## Your objective
Extract every line of text from the items below, copying each one word for word, and leave the pictures out.

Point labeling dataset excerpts
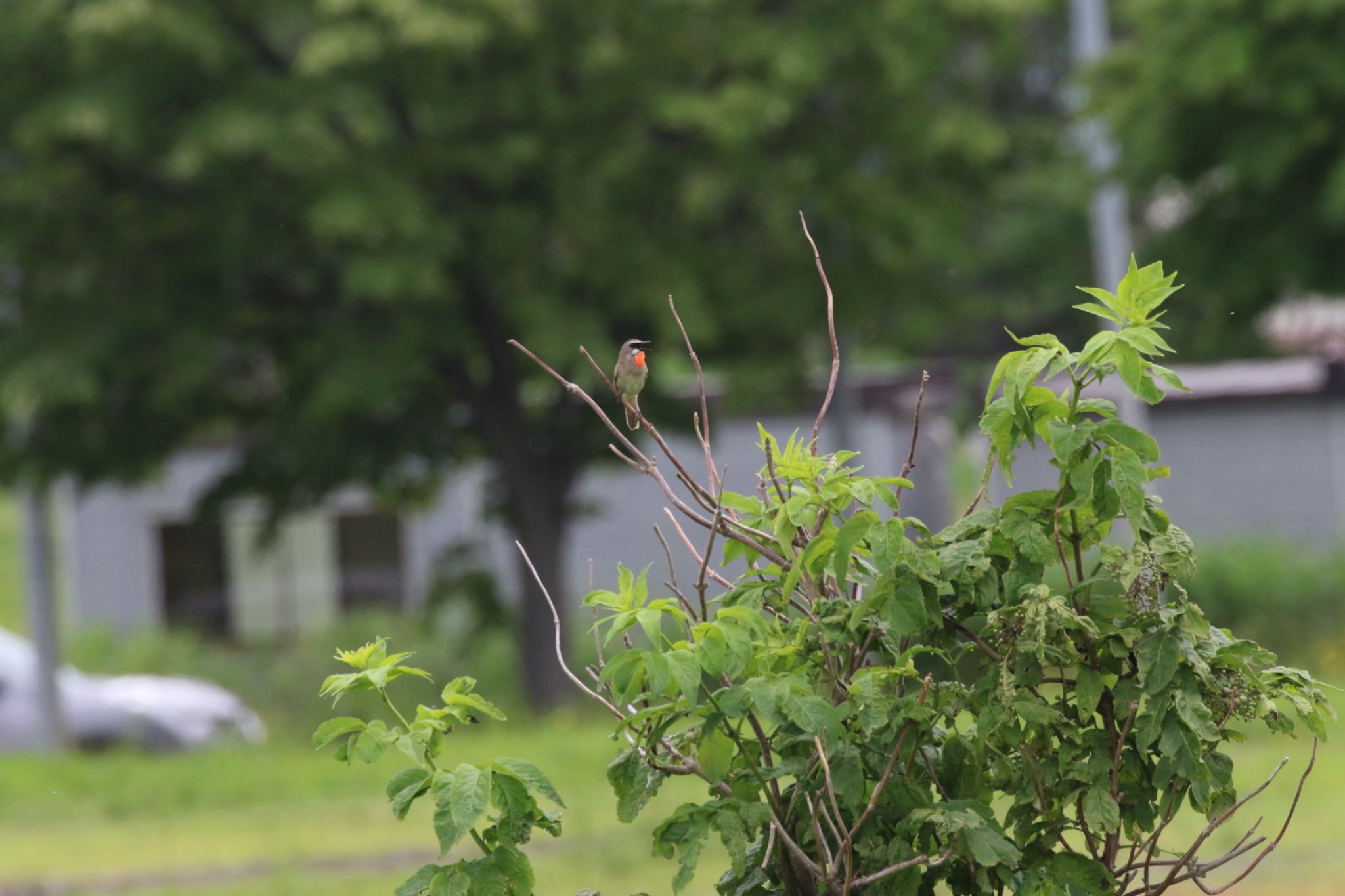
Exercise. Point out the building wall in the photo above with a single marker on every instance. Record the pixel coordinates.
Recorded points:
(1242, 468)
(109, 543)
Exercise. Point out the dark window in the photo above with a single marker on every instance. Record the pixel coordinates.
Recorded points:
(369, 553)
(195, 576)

## The output
Exercise. Point out the building wall in the photo above with a single marker on every instance. Record the pixel coordinates.
Recorded points:
(1242, 468)
(109, 543)
Exercise. Point out the dark window in the photo above with a single marker on every instance. Record the pixel coordinates.
Recorded points:
(369, 553)
(195, 576)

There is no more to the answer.